◆ Requirement 1:
Reproduce the records from their beginning through the line containing "positive clicks: (83, 372) (80, 364)", including that line, and omit the pictures.

◆ Text shown:

It’s summer and that means Mama Nawal plods around the house during the day discovering bits and pieces of kid creations. Life is a tad bit slower, without the bustle of the school year schedule with four children.
There are journals with invisible ink, complete with lock and key. Eliana turned ten and I helped her practice opening the tiny lock on the notebook her Khaleh sent as a gift.
There are flip books with little drawings, arguing characters and fart jokes, with plenty of BAM, WHAMs and POWs peppered throughout. Ehsan envisions superhero duels.
And then there’s Ezzy’s drawings of school busses and cartoonish cats, rocket ships or people – with a few feeling words like MAD and HAPPY labeled too.
These kids and their secret writing lives reveal a desire for expression that transcends teacher directive. They write because they want to; they choose precisely why and when. As classroom educators, we don’t often have the liberty of giving students completely free reign, but their motivations- not fueled by any literacy-coach mama move on my part- signals an innate desire to compose.
WHEN DOES WRITING FEEL RIGHT?
When I’m designing professional learning experiences for teachers, I often reset by asking them to mull over times when writing felt right. When did it feel cathartic? When did writing have purpose? When did writing fuel your desire to share more, or seek support, or learn something new?

[Segmentation mask records]

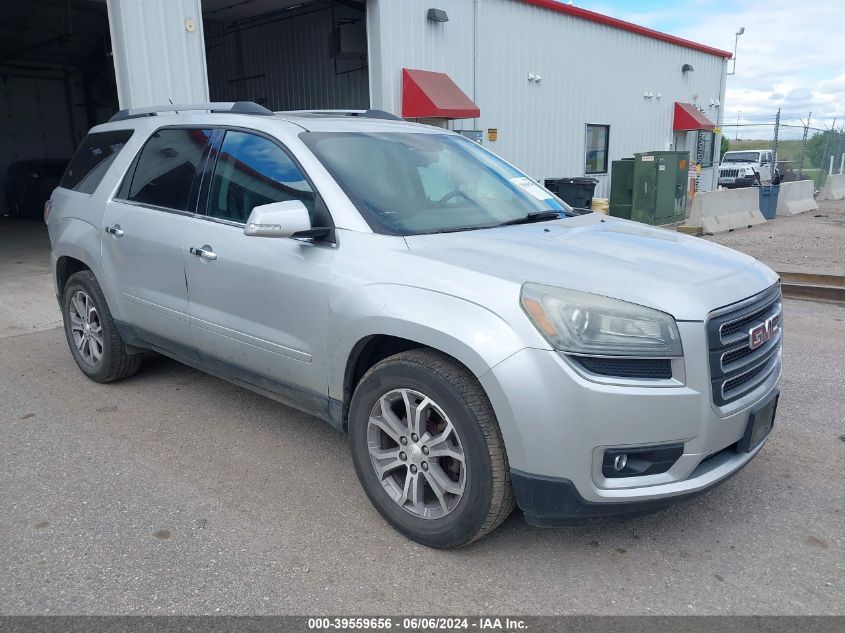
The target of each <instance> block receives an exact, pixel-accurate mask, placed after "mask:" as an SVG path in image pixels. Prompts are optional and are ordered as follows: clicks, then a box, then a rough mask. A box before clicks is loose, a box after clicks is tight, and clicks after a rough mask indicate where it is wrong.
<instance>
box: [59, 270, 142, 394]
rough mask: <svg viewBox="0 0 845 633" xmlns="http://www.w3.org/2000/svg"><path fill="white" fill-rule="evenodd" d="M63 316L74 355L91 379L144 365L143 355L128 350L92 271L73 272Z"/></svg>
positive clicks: (83, 372) (80, 364)
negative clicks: (118, 333)
mask: <svg viewBox="0 0 845 633" xmlns="http://www.w3.org/2000/svg"><path fill="white" fill-rule="evenodd" d="M62 317H63V319H64V326H65V337H66V338H67V342H68V346H69V347H70V351H71V354H73V359H74V360H75V361H76V364H77V365H78V366H79V369H81V370H82V373H84V374H85V375H86V376H88V377H89V378H90V379H91V380H93V381H95V382H114V381H115V380H120V379H122V378H127V377H129V376H131V375H132V374H134V373H135V372H137V371H138V369H139V368H140V367H141V361H142V356H141V355H140V354H130V353H129V352H128V351H127V349H126V345H124V343H123V341H122V340H121V338H120V335H119V334H118V333H117V329H116V328H115V326H114V320H113V319H112V316H111V312H110V311H109V307H108V305H107V304H106V298H105V296H104V295H103V291H102V289H101V288H100V284H99V283H97V278H96V277H94V274H93V273H92V272H91V271H89V270H83V271H80V272H78V273H74V274H73V275H71V276H70V278H69V279H68V281H67V284H65V288H64V293H63V295H62Z"/></svg>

◆ Requirement 2:
Carry on the piece about children's self-directed writing from its last sentence.

◆ Exercise result 1:
The target of each <instance> block receives an exact, pixel-accurate mask, placed after "mask:" as an SVG path in image pixels. Prompts are optional and are ordered as follows: clicks, then a box, then a rough mask. A box before clicks is loose, a box after clicks is tight, and clicks after a rough mask indicate where it is wrong.
<instance>
box: [59, 270, 142, 394]
rough mask: <svg viewBox="0 0 845 633" xmlns="http://www.w3.org/2000/svg"><path fill="white" fill-rule="evenodd" d="M63 316L74 355L91 379L144 365L143 355L128 350L92 271L73 272Z"/></svg>
positive clicks: (83, 372) (80, 364)

◆ Exercise result 2:
More often than not, the collaborative lists include some combination of the following when:
- I could choose my topic
- Peers gave me meaningful feedback
- I shared with a wider audience
- I picked the form or genre of expression
- I accomplished something I needed to communicate
- Nobody else saw it but me; I wasn’t embarrassed to write my true feelings
- I read examples of writing I appreciated
- Someone helped me make my writing better
- My writing led me to new discoveries
Holding these truths at the center helps me remember what is important. When writers feel empowered to write for their own personal catharsis, it matters. When writers know they will have the opportunity to strengthen their writing alongside peers, it matters. When writers have greater degrees of choice around topic and genre, it matters. And when, at times, there’s a wider audience for writing, beyond classroom walls or the teacher’s eyes alone, there is often deeper motivation.
TEXTS THAT SPRINGBOARD CATHARTIC WRITING
When I was a child I began writing journals when I was angry or confused about the world around me. It was my way of making sense of the bullies in school, the push and pull of being a first generation immigrant’s daughter as I navigated the rules of my family with dissimilar traditions of my peers. Those stacks and stacks of journals now live in a crate in my aunt’s basement in Pittsburgh.
While every child won’t find friendship on the blank page, writing teachers can craft the space to allow it.
Mentors in and out of the classroom guide our writing. They show us what’s possible, inspire us, and excite us about what creations we can compose. Here are several texts that I’ve used in classrooms to springboard cathartic writing, selected to cultivate authentic writing lives in our students as we lay the groundwork for workshop early in the year.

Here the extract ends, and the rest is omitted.